JOB:
Copy out all of the records below word for word, leaving out the pictures.

(Location annotation dataset excerpts)

---*---

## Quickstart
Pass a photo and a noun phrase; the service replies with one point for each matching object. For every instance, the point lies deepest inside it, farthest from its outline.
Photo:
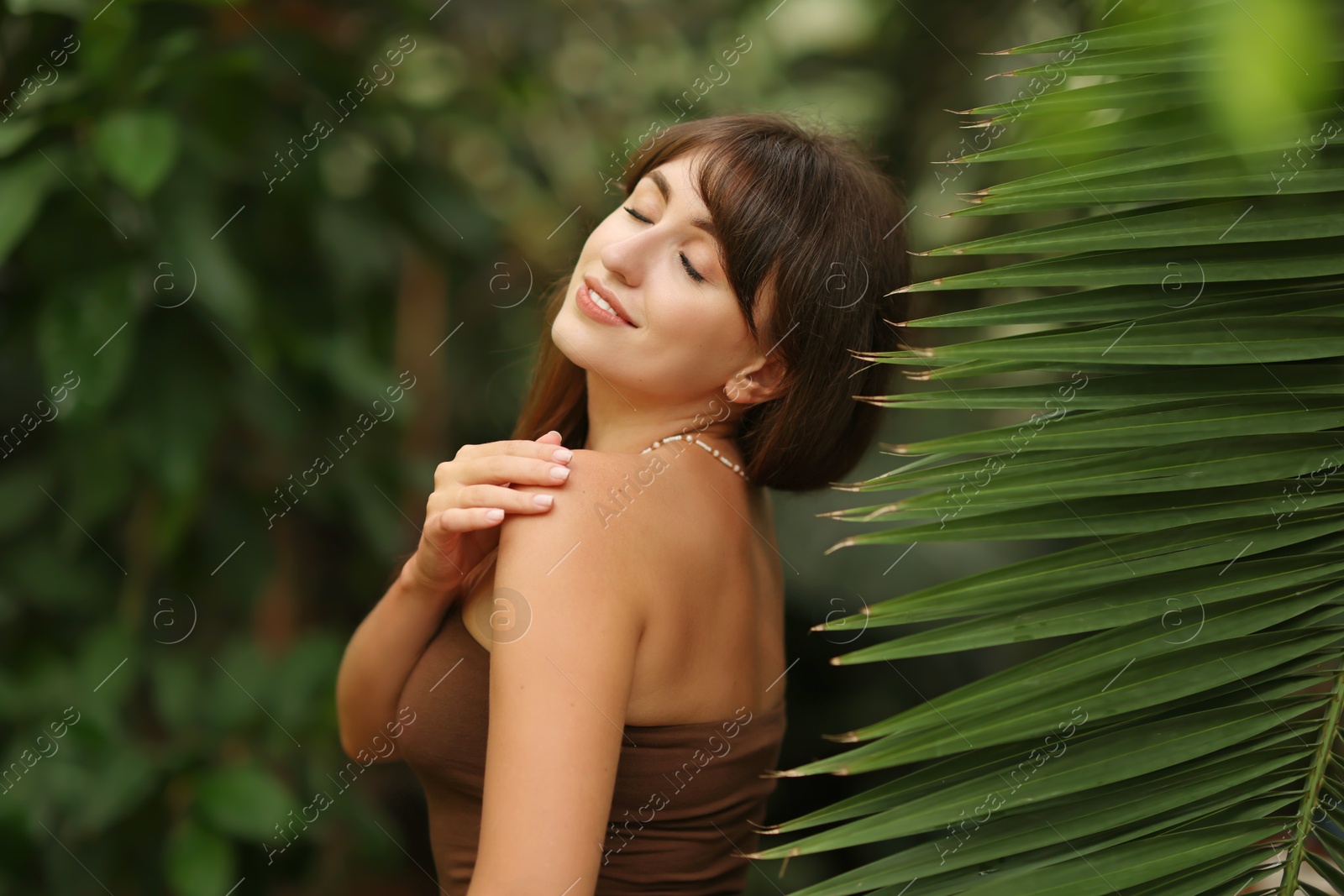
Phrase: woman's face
(685, 336)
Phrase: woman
(589, 644)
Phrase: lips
(597, 291)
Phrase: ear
(761, 382)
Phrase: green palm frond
(1173, 338)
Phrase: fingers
(454, 521)
(504, 497)
(546, 449)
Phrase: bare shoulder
(573, 546)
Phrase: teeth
(601, 302)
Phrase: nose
(628, 257)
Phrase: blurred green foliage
(222, 327)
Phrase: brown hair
(810, 215)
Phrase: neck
(628, 423)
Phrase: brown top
(672, 789)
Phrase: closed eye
(685, 262)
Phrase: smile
(598, 308)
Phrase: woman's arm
(472, 493)
(382, 653)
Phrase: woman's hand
(472, 493)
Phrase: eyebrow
(665, 188)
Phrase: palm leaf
(1173, 340)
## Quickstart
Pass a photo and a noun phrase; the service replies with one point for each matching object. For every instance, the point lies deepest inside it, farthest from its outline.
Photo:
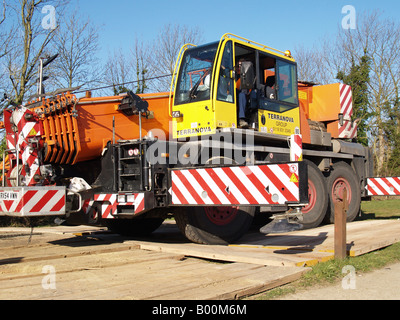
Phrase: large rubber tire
(214, 225)
(342, 175)
(316, 210)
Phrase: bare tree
(311, 66)
(29, 42)
(118, 72)
(166, 48)
(379, 39)
(77, 45)
(5, 34)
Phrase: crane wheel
(315, 211)
(214, 225)
(343, 176)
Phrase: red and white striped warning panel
(349, 128)
(255, 185)
(389, 186)
(110, 202)
(32, 201)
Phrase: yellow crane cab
(234, 83)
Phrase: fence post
(340, 227)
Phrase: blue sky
(279, 24)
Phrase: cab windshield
(194, 78)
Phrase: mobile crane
(128, 161)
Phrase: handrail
(232, 36)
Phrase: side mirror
(247, 75)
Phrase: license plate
(9, 195)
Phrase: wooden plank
(362, 237)
(237, 254)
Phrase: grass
(329, 272)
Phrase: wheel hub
(312, 197)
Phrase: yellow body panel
(197, 119)
(283, 123)
(205, 117)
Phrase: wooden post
(340, 227)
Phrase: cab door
(224, 93)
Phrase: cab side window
(287, 82)
(226, 84)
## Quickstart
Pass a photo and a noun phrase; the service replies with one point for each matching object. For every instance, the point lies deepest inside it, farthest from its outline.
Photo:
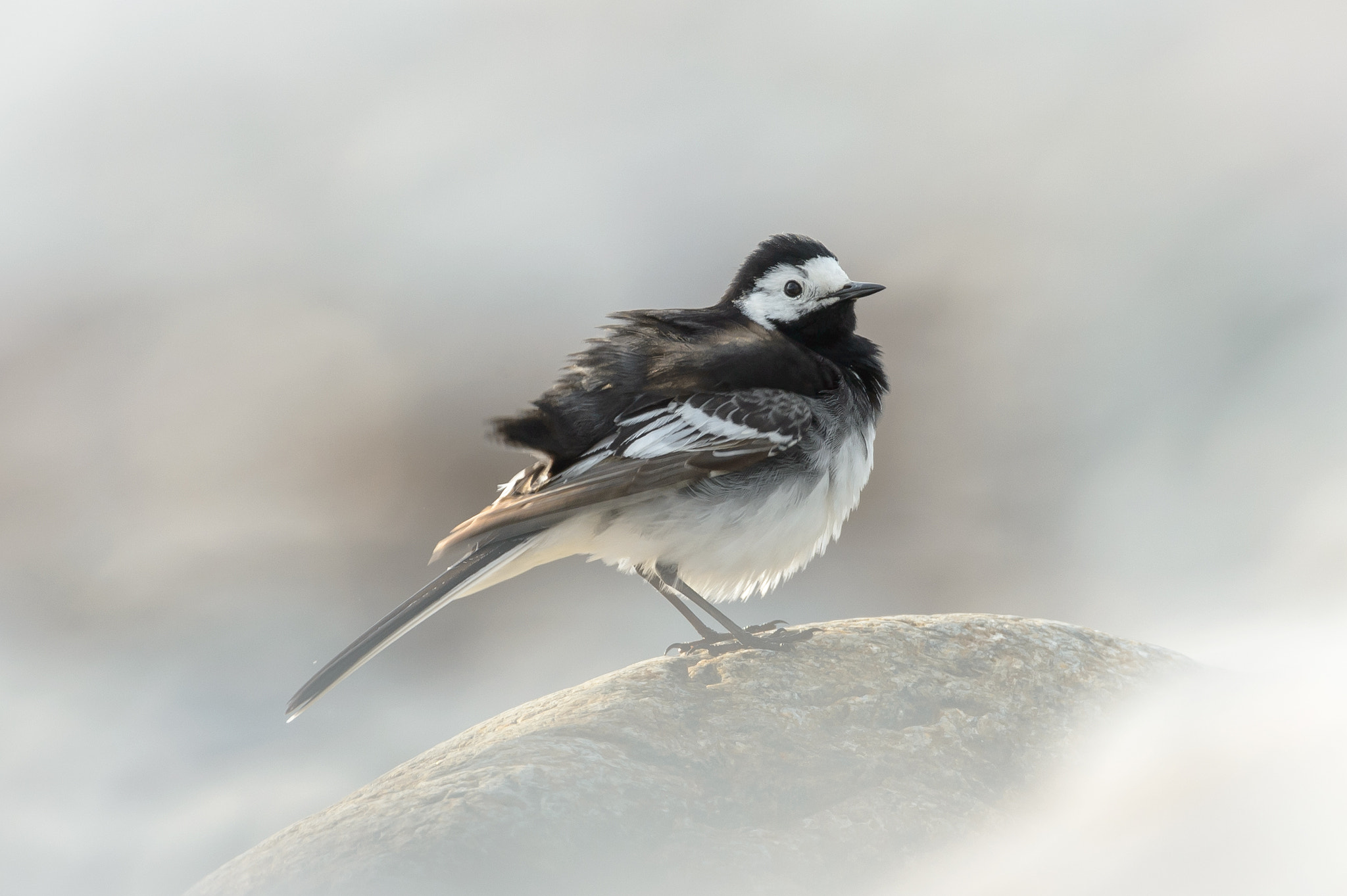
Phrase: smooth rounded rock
(752, 771)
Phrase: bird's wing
(652, 446)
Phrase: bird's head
(794, 284)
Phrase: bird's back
(650, 357)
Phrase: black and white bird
(712, 451)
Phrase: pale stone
(754, 771)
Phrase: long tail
(453, 583)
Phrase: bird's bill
(856, 290)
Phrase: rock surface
(750, 771)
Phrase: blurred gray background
(267, 267)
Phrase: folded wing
(659, 444)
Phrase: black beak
(857, 290)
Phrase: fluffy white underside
(726, 546)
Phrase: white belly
(727, 545)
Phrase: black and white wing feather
(652, 446)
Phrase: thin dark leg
(674, 598)
(670, 576)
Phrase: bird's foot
(766, 637)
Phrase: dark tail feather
(402, 621)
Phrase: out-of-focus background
(266, 268)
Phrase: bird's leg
(709, 635)
(743, 635)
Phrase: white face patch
(768, 303)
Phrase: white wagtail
(712, 451)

---*---

WRITTEN REPLY:
## Quickstart
Pass a photo and a noun phrase; the service replies with one point for each matching object. For every instance, the point lies deepest inside it, farthest from its outline.
Photo:
Phrase: woman's face
(685, 336)
Phrase: woman
(589, 644)
Phrase: lips
(597, 291)
Phrase: ear
(761, 382)
Phrase: green palm frond
(1173, 338)
Phrase: fingers
(454, 521)
(504, 497)
(546, 449)
Phrase: bare shoulder
(573, 546)
Phrase: teeth
(601, 302)
Phrase: nose
(628, 257)
Phrase: blurred green foliage
(222, 327)
Phrase: brown hair
(810, 215)
Phrase: neck
(628, 423)
Phrase: brown top
(672, 789)
Phrase: closed eye
(685, 262)
Phrase: smile
(598, 308)
Phrase: woman's arm
(472, 493)
(382, 653)
Phrase: woman's hand
(472, 493)
Phrase: eyebrow
(665, 188)
Phrase: palm leaf
(1173, 340)
## Quickstart
Pass a photo and a noun phrase; the service replies with one point for each matching object. For every instance, the point lies deepest inside it, farthest from its outline.
Photo:
Phrase: large rubber tire
(214, 225)
(342, 175)
(316, 210)
Phrase: bare tree
(311, 66)
(29, 42)
(118, 72)
(166, 48)
(379, 39)
(77, 45)
(5, 34)
Phrase: crane wheel
(315, 211)
(214, 225)
(343, 176)
Phrase: red and white striped warning panel
(349, 128)
(255, 185)
(389, 186)
(110, 202)
(32, 201)
Phrase: yellow crane cab
(234, 83)
Phrase: fence post
(340, 227)
Phrase: blue sky
(279, 24)
Phrase: cab windshield
(194, 78)
Phrase: mobile crane
(128, 161)
Phrase: handrail
(232, 36)
Phrase: side mirror
(247, 75)
Phrase: license plate
(9, 195)
Phrase: wooden plank
(362, 237)
(237, 254)
Phrase: grass
(329, 272)
Phrase: wheel hub
(312, 197)
Phrase: yellow body panel
(197, 119)
(283, 123)
(205, 117)
Phrase: wooden post
(340, 227)
Phrase: cab door
(224, 93)
Phrase: cab side window
(287, 82)
(226, 84)
## Quickstart
Pass a photo and a noun phrase; the service replies with one point for each matching object. For every instance, the point lies deepest inside it, farthest from its outline.
Photo:
Phrase: smooth rounded rock
(752, 771)
Phrase: bird's wing
(652, 446)
Phrase: bird's head
(794, 284)
Phrase: bird's back
(650, 357)
Phrase: black and white bird
(712, 451)
Phrase: pale stone
(754, 771)
Phrase: long tail
(453, 583)
Phrase: bird's bill
(856, 290)
Phrase: rock surface
(750, 771)
Phrase: blurred gray background
(267, 267)
Phrase: folded wing
(659, 444)
Phrase: black beak
(857, 290)
Phrase: fluffy white underside
(726, 546)
Phrase: white belly
(727, 545)
Phrase: black and white wing feather
(652, 446)
Phrase: thin dark leg
(674, 598)
(670, 576)
Phrase: bird's foot
(766, 637)
Phrase: dark tail feather
(402, 621)
Phrase: out-of-focus background
(266, 268)
Phrase: bird's leg
(709, 635)
(743, 635)
Phrase: white face patch
(768, 303)
Phrase: white wagtail
(712, 451)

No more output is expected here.